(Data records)

########

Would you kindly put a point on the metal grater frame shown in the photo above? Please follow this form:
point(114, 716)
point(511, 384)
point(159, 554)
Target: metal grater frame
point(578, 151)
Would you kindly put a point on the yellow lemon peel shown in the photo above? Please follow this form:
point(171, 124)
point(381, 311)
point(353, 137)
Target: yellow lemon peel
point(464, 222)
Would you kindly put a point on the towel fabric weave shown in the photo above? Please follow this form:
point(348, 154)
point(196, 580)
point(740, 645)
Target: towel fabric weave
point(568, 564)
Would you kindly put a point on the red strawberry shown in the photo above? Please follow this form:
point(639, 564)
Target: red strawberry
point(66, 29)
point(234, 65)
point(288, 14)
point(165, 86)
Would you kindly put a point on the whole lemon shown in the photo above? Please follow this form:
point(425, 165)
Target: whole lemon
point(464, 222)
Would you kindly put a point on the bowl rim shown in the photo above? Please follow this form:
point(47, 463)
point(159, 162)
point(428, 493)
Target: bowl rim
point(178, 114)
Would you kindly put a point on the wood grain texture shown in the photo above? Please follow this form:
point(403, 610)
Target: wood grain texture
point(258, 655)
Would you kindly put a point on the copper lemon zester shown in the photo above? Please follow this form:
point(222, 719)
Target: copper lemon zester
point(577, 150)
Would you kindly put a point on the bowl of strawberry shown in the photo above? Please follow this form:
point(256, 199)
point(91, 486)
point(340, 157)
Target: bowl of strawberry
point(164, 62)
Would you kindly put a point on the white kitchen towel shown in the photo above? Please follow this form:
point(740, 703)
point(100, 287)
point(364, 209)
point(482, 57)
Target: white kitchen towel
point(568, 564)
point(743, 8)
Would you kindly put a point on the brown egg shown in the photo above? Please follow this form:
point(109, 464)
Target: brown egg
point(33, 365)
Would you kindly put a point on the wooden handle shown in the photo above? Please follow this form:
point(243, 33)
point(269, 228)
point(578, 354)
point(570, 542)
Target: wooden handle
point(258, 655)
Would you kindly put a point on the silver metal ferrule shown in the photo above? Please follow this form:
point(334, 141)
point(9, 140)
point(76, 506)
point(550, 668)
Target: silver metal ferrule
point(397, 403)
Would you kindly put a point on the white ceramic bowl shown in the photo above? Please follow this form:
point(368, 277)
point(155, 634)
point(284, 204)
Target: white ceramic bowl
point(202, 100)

########

● **What to do**:
Scale the records from the line with "Would you kindly put a point on the white kitchen" to the line with "point(743, 8)", giving only those lines, requests included. Multiply each answer coordinate by 0.55 and round to whole numbers, halves up, leaving the requests and their sample points as they are.

● **Solution to the problem**:
Would you kindly put a point on the white kitchen towel shown in the photo above? Please follow this form:
point(740, 703)
point(100, 287)
point(364, 209)
point(482, 57)
Target: white kitchen towel
point(312, 310)
point(409, 4)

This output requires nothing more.